* Задания для выполнения *
1. Перепишите без изменений часть текста о деле Берии: начните со слов «Берия был технократом» и остановитесь после слов «лишь для партии.».
2. Продолжите текст о деле Берии, начав сразу после его последнего предложения.

* Текстовый фрагмент *

----------------

То же самое другими словами: «Деятельность любого из руководителей должна протекать под руководством ЦК партии».
Нет смысла передавать всю эту партийную демагогию, приведу лишь один фрагмент вывода, который показывает, что являлось целью заговора против Берии:
«Следующим выводом и уроком из рассматриваемого нами дела является то, что нам необходимо значительно и всесторонне усилить партийную воспитательную работу. У нас далеко не на высоте теоретическая, идеологическая, пропагандистская работа партии, еще слишком много в ней начетничества и формализма. Задача пропагандистской воспитательной работы состоит вовсе не в том, чтобы коммунисты заучили известные формулировки, цитаты, даты, а в том, чтобы они всей душой, умом и сердцем усвоили существо великого революционного учения Маркса-Энгельса– Ленина-Сталина, усвоили его колоссальную преобразующую силу. Главная задача всей нашей пропагандистской работы – воспитать сознание исторической непобедимости нашего великого дела, опирающегося на познание объективных законов развития общества и на такой могучий фактор, как революционная энергия, организованность и сплоченность Коммунистической партии, ведущей и преобразующей силы советского общества и мирового революционного движения».
Эти посредственности ничего не уяснили из того, что старался объяснить им Берия. Они не могли понять, что допущенные ошибки нужно исправлять, а не усугублять их. Самой большой ошибкой Сталина была идеология, которой он уделял слишком много внимания. Но данный недостаток Сталина меркнул в сравнении с его отношением к делу, которому он мог подчинить идеологию. В первую очередь Сталин был государственным мужем, и, несмотря на то что целью его был призрачный коммунизм, дело стояло превыше всего.
Берия был технократом чистой воды. Им двигало то же, что и Сталиным, но в отличие от последнего вся идеологическая демагогия для него было пустозвонством. Он отказался от идеологии. Его же противники отказались от того положительного, что имел Сталин. Они отказались от дела и стали поклоняться лишь идеологии. Для них и государство, и народ, проживающий в этом государстве, существовал лишь для партии.
Чтобы уяснить позицию участников пленума, касающуюся данного вопроса, достаточно еще одной фразы сказанной Маленковым: «Нужно поэтому оценивать работников не только с точки зрения их деловых качеств, но и обязательно с точки зрения их политической честности, их преданности партии и советскому народу, умения слить свою волю с волей и желаниями партии, умения подчиняться воле партийного коллектива».

----------------

* Перечень данных *
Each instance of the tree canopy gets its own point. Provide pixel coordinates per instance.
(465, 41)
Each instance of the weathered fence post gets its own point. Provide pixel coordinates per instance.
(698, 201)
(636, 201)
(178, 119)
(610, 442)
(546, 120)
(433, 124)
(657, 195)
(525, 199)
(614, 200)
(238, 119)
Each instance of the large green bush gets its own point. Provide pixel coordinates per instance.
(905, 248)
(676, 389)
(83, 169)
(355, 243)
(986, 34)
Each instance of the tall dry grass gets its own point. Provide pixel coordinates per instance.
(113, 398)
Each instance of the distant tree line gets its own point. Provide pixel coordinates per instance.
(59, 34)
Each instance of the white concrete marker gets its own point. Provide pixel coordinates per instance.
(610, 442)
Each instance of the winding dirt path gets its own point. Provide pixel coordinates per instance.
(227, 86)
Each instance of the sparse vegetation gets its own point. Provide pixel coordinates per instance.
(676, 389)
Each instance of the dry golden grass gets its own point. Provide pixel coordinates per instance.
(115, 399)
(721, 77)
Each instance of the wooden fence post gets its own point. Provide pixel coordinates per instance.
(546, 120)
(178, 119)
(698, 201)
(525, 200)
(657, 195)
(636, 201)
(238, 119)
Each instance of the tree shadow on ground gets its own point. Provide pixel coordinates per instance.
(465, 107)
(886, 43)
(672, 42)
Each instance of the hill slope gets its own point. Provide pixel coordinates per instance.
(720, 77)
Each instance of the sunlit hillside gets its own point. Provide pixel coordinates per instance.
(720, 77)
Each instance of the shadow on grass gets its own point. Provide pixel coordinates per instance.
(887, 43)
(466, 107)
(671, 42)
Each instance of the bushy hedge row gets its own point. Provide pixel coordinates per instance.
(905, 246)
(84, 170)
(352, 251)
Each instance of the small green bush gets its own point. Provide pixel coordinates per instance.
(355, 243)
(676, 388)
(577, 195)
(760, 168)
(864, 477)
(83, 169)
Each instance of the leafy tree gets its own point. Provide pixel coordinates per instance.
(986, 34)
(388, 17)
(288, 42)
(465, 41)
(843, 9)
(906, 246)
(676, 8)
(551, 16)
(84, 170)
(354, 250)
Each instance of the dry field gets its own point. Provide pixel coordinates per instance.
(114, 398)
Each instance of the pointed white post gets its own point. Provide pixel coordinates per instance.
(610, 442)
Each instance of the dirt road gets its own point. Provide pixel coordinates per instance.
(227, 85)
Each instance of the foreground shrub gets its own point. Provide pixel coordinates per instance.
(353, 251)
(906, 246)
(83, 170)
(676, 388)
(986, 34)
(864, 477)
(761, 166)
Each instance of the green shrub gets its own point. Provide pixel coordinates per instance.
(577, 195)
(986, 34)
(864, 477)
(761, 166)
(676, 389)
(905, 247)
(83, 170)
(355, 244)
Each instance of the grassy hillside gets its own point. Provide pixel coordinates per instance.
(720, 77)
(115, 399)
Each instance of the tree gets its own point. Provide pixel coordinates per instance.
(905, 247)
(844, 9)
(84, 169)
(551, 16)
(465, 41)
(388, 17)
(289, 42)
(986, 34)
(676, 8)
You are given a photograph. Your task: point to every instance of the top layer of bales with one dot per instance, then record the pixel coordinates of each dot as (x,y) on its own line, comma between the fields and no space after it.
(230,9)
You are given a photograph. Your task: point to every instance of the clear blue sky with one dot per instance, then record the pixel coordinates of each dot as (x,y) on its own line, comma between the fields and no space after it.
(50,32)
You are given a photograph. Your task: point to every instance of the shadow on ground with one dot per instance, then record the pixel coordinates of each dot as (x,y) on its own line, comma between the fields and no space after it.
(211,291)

----------------

* Ответы к заданиям *
1.
Берия был технократом чистой воды. Им двигало то же, что и Сталиным, но в отличие от последнего вся идеологическая демагогия для него было пустозвонством. Он отказался от идеологии. Его же противники отказались от того положительного, что имел Сталин. Они отказались от дела и стали поклоняться лишь идеологии. Для них и государство, и народ, проживающий в этом государстве, существовал лишь для партии.

2.
Этот словесный понос в будущем и стал главным делом государства. Как относились к делу члены пленума, мы еще увидим исходя из дел Маленкова, которому Сталин поручил курировать сельское хозяйство.
На трибуне Маленкова сменил Хрущев. Маленков был партийным функционером, аппаратчиком по призванию, и его главным делом было выкрикивать «Ленин-Сталин». Если ему и доверяли какое-либо дело, то обязательно приставляли Берию, для того чтобы Георгий Максимилианович что-нибудь не напортачил.
Хрущев тоже был родом из партии, но не то что не был оратором, а, можно сказать, даже не мог связать двух слов. Его бред (по-другому назвать набор слов невозможно) необходимо передать прямо, без ретуши, чтобы осознать, с деятелем какого рода имеем дело. Опять же приведу лишь выдержки, в самом тексте не сможет разобраться и сам автор «речи»:
«Вот какая цель у него. Интересная такая деталь, я обратил внимание. Я считаю позорное дело с врачами, грузинское дело – это позор. Мы, члены Президиума, между собой несколько раз говорили, я говорил Лаврентию. Я получил письмо в ЦК, конечно, от генерал-полковника Крюкова, и Жуков получил это письмо. Я показал Президиуму ЦК, нужно рассмотреть. Там десятка два с половиной генералов осужденных, и Крюков осужден на 25 лет. Берия не берется за это дело разбора, а что это липа – это бесспорно.
Ворошилов. Липа.
[Хрущев.] Почему? Я думаю, что это делал Берия в тех целях – он хотел поработать с этими генералами, а потом освободить. Потому что он освобождал не просто, а он освобождал, и эти люди выходили, а он им внушал, что это Берия им вернул жизнь, не партия, не правительство, а Берия.